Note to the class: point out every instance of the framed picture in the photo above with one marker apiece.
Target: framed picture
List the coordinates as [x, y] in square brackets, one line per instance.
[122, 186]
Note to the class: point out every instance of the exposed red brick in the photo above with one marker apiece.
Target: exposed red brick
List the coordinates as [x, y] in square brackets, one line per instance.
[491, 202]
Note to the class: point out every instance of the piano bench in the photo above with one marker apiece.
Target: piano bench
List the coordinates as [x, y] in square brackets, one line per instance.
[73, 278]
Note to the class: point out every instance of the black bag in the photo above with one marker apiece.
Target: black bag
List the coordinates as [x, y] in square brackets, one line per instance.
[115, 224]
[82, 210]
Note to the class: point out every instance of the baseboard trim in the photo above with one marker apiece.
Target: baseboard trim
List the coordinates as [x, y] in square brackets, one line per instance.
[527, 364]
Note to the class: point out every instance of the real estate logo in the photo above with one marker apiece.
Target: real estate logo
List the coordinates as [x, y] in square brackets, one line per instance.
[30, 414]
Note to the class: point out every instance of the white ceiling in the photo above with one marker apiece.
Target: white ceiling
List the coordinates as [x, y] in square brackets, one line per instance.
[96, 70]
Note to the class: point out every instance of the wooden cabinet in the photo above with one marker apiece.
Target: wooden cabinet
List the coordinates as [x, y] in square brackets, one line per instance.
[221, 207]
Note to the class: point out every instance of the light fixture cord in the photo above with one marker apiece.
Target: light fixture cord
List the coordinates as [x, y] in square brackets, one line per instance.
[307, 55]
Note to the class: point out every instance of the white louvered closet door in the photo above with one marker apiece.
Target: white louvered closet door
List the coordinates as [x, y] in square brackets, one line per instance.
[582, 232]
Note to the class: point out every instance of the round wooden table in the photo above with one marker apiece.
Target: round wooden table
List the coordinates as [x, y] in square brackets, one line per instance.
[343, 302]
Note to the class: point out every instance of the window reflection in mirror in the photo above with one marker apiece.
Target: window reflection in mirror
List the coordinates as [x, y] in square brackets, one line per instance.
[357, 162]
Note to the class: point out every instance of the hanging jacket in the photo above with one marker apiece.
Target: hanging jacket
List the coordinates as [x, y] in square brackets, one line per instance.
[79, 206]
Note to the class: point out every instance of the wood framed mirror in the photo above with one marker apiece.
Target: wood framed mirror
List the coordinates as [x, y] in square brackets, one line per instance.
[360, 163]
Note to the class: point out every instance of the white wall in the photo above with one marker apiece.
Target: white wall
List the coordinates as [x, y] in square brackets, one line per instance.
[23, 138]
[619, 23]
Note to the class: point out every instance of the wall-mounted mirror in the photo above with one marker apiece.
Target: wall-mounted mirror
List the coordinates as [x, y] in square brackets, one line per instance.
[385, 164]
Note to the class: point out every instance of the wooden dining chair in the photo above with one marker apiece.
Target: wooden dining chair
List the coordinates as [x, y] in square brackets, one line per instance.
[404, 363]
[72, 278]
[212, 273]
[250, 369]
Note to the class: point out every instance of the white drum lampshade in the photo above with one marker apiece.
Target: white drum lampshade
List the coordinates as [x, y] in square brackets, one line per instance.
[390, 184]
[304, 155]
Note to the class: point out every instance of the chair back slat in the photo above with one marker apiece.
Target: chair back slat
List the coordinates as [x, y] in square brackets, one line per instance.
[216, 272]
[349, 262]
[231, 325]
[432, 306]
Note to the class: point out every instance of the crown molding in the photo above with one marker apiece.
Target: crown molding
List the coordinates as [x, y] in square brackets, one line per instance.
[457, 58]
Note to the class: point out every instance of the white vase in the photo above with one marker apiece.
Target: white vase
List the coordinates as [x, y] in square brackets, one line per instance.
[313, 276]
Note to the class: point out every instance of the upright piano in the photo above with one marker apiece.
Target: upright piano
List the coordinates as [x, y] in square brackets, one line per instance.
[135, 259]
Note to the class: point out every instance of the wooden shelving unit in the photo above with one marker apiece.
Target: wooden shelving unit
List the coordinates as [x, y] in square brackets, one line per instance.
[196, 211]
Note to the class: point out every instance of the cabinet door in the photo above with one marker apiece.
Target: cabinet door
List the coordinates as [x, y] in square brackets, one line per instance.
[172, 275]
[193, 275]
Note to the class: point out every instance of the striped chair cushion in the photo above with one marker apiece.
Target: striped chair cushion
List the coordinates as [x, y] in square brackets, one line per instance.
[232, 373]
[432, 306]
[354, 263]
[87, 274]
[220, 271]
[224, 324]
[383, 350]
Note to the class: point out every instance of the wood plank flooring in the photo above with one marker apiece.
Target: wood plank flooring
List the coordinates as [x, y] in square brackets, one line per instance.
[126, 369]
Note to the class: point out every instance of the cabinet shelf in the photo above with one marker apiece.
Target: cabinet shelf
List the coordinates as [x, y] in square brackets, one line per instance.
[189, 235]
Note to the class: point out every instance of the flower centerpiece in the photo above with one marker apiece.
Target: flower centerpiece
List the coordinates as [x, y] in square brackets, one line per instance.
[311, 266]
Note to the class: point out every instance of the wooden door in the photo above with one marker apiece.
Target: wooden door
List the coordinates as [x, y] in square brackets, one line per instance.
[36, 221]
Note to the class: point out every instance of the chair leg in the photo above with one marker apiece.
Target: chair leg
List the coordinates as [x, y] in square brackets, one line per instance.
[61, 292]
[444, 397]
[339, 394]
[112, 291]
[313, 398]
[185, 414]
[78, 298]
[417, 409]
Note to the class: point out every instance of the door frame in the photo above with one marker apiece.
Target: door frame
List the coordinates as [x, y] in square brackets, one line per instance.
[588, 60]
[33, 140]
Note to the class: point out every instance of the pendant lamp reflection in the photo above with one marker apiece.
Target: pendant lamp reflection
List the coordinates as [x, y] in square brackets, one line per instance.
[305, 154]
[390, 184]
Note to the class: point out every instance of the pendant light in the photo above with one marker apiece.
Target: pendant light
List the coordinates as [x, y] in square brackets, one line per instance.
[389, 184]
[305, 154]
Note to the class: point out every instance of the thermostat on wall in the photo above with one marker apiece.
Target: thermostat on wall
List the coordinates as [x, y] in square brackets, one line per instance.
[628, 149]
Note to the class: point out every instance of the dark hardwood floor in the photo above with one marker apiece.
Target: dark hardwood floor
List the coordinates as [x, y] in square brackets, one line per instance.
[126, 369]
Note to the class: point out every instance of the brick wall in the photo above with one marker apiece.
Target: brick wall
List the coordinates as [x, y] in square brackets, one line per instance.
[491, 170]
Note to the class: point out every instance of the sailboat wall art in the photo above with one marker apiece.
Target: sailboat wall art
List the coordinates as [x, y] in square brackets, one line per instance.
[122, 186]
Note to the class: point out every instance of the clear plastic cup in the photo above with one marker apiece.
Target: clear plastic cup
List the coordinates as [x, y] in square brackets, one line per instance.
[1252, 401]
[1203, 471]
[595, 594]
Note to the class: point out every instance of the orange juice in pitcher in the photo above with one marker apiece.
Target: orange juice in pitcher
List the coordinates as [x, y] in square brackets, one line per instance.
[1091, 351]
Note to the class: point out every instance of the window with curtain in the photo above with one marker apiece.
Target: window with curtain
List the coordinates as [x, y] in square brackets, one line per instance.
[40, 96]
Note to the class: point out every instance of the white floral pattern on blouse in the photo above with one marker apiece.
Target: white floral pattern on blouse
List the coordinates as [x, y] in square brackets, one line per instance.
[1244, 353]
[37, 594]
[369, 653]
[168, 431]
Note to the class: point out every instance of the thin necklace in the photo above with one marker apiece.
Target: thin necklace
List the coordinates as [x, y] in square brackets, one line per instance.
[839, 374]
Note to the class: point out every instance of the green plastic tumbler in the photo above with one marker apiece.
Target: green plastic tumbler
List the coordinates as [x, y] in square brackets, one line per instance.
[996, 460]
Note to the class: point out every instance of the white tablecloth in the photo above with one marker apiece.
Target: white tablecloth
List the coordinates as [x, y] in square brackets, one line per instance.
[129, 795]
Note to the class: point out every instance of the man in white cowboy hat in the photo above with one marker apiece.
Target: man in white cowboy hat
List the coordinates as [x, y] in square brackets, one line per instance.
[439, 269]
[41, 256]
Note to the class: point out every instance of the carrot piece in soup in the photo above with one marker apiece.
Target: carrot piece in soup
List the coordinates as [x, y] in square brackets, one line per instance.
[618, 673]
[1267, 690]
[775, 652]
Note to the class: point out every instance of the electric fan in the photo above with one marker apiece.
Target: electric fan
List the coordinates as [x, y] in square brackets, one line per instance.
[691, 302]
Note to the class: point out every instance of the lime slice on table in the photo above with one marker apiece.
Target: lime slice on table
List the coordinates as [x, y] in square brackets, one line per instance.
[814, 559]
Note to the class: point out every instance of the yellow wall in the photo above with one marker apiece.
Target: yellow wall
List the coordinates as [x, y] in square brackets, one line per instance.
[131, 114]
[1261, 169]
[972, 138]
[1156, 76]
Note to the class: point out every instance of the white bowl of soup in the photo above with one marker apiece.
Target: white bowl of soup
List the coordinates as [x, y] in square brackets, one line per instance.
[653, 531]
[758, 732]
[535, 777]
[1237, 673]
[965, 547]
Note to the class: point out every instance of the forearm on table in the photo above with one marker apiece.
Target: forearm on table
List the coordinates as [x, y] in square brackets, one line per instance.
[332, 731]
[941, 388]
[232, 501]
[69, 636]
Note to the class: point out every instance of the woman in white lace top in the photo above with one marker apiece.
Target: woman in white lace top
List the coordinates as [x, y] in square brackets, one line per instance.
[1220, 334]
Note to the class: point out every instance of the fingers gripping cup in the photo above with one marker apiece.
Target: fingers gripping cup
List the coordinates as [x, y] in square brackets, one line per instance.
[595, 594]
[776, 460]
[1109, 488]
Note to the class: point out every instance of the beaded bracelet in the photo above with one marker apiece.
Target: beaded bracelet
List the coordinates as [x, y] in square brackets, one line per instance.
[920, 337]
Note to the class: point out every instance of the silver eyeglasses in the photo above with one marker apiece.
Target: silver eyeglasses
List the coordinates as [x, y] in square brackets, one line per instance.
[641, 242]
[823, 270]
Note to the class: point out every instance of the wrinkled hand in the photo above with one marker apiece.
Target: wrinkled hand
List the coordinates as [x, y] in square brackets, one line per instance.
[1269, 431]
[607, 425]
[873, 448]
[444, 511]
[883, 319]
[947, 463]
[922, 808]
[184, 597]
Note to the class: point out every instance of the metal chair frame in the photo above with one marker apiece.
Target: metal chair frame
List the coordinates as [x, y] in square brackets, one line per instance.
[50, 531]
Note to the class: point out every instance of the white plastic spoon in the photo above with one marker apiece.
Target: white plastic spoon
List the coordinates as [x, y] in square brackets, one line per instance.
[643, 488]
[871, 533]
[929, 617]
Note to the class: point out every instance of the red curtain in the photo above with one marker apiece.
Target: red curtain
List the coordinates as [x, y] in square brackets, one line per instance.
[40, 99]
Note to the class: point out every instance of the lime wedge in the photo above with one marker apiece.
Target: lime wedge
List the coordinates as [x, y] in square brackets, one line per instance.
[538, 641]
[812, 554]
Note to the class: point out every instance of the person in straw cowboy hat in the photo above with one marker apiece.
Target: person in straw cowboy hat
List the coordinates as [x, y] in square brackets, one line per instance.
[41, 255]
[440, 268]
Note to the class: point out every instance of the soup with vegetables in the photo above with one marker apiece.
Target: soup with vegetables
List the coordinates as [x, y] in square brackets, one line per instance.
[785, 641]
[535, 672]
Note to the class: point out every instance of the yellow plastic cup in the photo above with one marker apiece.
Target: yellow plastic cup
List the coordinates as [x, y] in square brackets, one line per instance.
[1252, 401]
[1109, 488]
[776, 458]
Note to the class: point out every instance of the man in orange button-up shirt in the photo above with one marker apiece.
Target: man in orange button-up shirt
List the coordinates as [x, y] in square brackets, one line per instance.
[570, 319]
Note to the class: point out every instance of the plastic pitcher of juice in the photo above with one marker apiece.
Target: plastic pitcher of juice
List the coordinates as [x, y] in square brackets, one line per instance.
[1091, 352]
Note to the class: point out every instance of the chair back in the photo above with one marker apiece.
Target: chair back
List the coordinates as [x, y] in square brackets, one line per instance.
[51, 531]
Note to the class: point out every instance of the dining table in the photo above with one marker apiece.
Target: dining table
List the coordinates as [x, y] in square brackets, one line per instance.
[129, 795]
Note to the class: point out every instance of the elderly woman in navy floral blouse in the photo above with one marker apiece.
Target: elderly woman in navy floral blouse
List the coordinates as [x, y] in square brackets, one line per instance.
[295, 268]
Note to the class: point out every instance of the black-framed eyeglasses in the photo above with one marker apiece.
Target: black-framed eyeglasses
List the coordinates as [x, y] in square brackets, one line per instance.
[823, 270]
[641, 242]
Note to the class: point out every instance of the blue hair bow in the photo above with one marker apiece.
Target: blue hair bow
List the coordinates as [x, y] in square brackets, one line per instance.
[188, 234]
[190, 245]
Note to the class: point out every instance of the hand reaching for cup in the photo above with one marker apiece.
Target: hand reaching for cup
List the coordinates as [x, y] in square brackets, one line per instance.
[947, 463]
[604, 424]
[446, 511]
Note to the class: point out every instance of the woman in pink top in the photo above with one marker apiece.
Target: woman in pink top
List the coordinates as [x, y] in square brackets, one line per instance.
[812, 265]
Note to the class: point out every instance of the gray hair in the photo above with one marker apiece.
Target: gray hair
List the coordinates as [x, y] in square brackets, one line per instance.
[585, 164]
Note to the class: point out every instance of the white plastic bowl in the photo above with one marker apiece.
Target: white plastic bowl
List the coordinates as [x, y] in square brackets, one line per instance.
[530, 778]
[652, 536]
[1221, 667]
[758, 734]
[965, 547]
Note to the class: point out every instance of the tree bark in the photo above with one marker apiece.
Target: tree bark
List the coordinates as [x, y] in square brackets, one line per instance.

# Job
Rewrite every line from the one containing "Note to the class: point out every instance of the blue" through the end of the rows, requests included, multiplying each coordinate in the answers by 1.95 and rounding to the nearest whole number, with halves rounded up. Leave all other text unchanged.

# Reply to the task
Note to the class: point out every instance of the blue hair bow in the photo above with one marker apiece.
Target: blue hair bow
List the coordinates as [x, y] in square brackets, one line per instance.
[367, 456]
[371, 478]
Note to the class: point out every instance of the hand reaching for cup in the photo above with one marker apiece.
Target: hand reaching for cup
List the coordinates as [x, y] in square brackets, one line per instance.
[1847, 903]
[1178, 827]
[870, 996]
Note to the class: point out every instance of the woman in pink top in the photo above with one marker apiece.
Target: woman in pink top
List the coordinates as [x, y] in square brackets, one line per instance.
[1583, 517]
Note to the class: point out every instance of the gray hair in the photo above with one marker apiece.
Target: gray hair
List the coordinates as [x, y] in square brackets, one line per instance.
[1141, 320]
Note to the class: point out every instance of the white plastic bowl in the photo above with one marker apiece.
Target: white plastic bowl
List the coordinates as [x, y] in square brackets, one line per instance.
[1034, 1517]
[1271, 1045]
[2381, 1301]
[1478, 1431]
[1882, 1067]
Note to the class: point out every instance of the tree bark in the photo above with one marker apiece.
Target: tree bark
List the coordinates as [x, y] in square brackets, one line per instance.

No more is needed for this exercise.